TASK OBJECTIVE
Can you put every line of the records below into a numbered list, leaving out the blank lines?

(Boundary annotation records)
--- START ---
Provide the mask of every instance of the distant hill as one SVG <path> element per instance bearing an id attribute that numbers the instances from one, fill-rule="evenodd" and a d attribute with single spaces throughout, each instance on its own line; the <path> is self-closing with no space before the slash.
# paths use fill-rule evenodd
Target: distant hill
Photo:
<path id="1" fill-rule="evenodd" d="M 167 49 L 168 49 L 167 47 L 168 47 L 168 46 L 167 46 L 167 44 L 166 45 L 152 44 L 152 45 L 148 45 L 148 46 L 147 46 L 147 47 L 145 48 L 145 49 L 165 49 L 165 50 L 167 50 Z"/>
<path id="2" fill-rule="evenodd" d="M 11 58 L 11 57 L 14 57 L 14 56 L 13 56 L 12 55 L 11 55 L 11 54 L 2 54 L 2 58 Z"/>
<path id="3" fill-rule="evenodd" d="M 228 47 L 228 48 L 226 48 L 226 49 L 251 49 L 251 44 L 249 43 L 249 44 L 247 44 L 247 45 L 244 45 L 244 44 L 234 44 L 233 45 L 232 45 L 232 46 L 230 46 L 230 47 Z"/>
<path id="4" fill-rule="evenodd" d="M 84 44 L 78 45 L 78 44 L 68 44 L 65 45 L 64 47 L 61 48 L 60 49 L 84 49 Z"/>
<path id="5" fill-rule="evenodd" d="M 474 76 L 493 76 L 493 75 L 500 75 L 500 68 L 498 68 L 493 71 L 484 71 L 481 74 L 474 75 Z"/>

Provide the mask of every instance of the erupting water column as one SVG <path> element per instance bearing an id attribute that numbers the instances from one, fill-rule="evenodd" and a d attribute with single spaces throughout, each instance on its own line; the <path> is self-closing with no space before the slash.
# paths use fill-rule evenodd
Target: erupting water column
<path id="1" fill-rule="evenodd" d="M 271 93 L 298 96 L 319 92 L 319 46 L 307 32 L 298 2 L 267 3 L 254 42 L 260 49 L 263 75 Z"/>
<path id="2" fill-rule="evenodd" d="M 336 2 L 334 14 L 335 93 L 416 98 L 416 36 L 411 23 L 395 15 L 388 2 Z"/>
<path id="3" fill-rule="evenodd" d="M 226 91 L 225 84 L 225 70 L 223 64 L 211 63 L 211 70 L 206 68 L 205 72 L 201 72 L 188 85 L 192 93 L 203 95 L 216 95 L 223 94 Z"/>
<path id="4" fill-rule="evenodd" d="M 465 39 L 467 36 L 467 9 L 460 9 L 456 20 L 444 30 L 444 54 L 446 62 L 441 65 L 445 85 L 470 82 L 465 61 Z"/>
--- END ---
SOLVED PROBLEM
1. Provide the mask of every instance of the distant hill as one SVG <path> element per instance bearing an id attribute that numbers the instances from one, fill-rule="evenodd" and a d attribute with single spaces throughout, each instance on its own line; the <path> is self-closing with no space before the slash.
2. # paths use fill-rule evenodd
3. Target: distant hill
4. Photo:
5. <path id="1" fill-rule="evenodd" d="M 167 49 L 168 49 L 167 47 L 168 47 L 168 46 L 167 46 L 167 44 L 166 45 L 152 44 L 152 45 L 148 45 L 148 46 L 147 46 L 147 47 L 145 48 L 145 49 L 165 49 L 165 50 L 167 50 Z"/>
6. <path id="2" fill-rule="evenodd" d="M 11 58 L 11 57 L 14 57 L 14 56 L 13 56 L 12 55 L 11 55 L 11 54 L 2 54 L 2 58 Z"/>
7. <path id="3" fill-rule="evenodd" d="M 228 47 L 228 48 L 226 48 L 226 49 L 251 49 L 251 44 L 249 43 L 249 44 L 247 44 L 247 45 L 244 45 L 244 44 L 234 44 L 233 45 L 232 45 L 232 46 L 230 46 L 230 47 Z"/>
8. <path id="4" fill-rule="evenodd" d="M 84 44 L 78 45 L 78 44 L 68 44 L 65 45 L 64 47 L 61 48 L 60 49 L 84 49 Z"/>
9. <path id="5" fill-rule="evenodd" d="M 474 76 L 493 76 L 493 75 L 500 75 L 500 68 L 498 68 L 493 71 L 484 71 L 481 74 L 474 75 Z"/>
10. Provide the mask of every instance of the erupting water column as one SVG <path> element per instance bearing an id attribute that numbers the instances from one, fill-rule="evenodd" and a d attribute with single spaces throughout, each instance on its own line; the <path> is self-closing with no space before the slash.
11. # paths use fill-rule evenodd
12. Target: erupting water column
13. <path id="1" fill-rule="evenodd" d="M 271 93 L 298 96 L 319 92 L 319 46 L 307 32 L 298 2 L 267 3 L 254 42 L 260 49 L 263 75 Z"/>
14. <path id="2" fill-rule="evenodd" d="M 336 2 L 334 14 L 335 93 L 416 98 L 416 36 L 411 23 L 395 15 L 388 2 Z"/>
15. <path id="3" fill-rule="evenodd" d="M 226 91 L 225 84 L 225 70 L 223 64 L 211 63 L 211 70 L 206 68 L 205 72 L 201 72 L 188 85 L 192 93 L 203 95 L 216 95 L 223 94 Z"/>
16. <path id="4" fill-rule="evenodd" d="M 465 39 L 467 36 L 467 9 L 460 9 L 456 20 L 444 30 L 444 54 L 446 62 L 441 65 L 445 85 L 470 82 L 465 61 Z"/>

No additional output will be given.